**PROBLEM SET**
A. Reproduce the blog post about returning to blogging, starting with "I do miss blogging" and going on through "Indian women poets.".
B. Could you carry the blog post about returning to blogging forward, writing the next part after its last sentence?

**SOURCE EXCERPT**
::::

Sunday, November 4, 2012

Back to blogging!

I am sorry I haven't written for months, but I have been very busy with my studies and almost everything I have been reading was connected to it. I even had to write reports on some of the books I read for university, so I did not bother to write a second review for the blog.
 
I do miss blogging though, and receiving some feedback abut the things I read. I MUST get back to writing, and I hope that I will be more constant in the future. I also miss reading whatever comes in my hands and reaching the enormous amount (for me) of fifty books per year. This year I am reading a lot of essays and poetry, because as you may know my doctoral thesis will be on three Indian women poets.

::::

**EXCERPTED RECORDS**
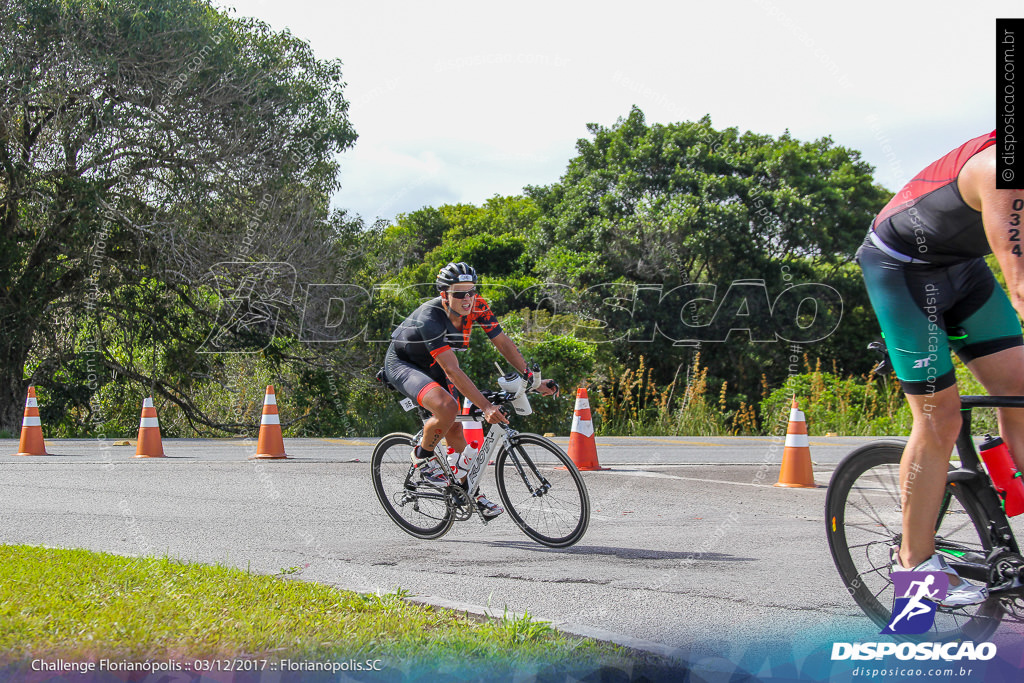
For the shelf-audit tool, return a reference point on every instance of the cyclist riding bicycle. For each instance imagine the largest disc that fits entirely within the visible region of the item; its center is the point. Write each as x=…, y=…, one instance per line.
x=421, y=364
x=927, y=279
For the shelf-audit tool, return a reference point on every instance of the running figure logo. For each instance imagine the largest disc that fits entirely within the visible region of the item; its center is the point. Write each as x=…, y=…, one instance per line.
x=916, y=595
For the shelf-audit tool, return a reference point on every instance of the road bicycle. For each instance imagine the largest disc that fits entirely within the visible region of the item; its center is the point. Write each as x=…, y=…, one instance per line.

::::

**RESPONSES IN ORDER**
A.
I do miss blogging though, and receiving some feedback abut the things I read. I MUST get back to writing, and I hope that I will be more constant in the future. I also miss reading whatever comes in my hands and reaching the enormous amount (for me) of fifty books per year. This year I am reading a lot of essays and poetry, because as you may know my doctoral thesis will be on three Indian women poets.

B.
Of Mice and Men - John Steinbeck
 
This was the saddest and sweetest novella I have ever read. I think it's nice to say how I came across this book. As you may know, I spent some months in London doing research at the British Library. On my way back from lunch break I saw a book on the pavement in front of the entrance, and I picked it up. I looked around to see if it belonged to someone. I imagined a tourist with a big backpack on his way to King's Cross station, just around the corner. The book had a price tag in Canadian dollars, so the owner must have come from across the ocean. I sat on the marble bench in the library backyard, with the book next to me, in case someone claimed it. I waited 20 minutes, drinking a coffee in the meantime, but nobody came. That's how the book came in my possession.
 
John Steinbeck's Of Mice and Men is a classic of American literature. This said, I was reluctant in resuming Steinbeck, after I found The Grapes of Wrath not to my taste. Not that it was badly written (mind that I read that about thirteen years ago), but it was terribly depressing, and I could not connect with his characters, who lived in the Depression era in the United States, and had to travel for thousands of kilometres just to find a few days' work on a farm.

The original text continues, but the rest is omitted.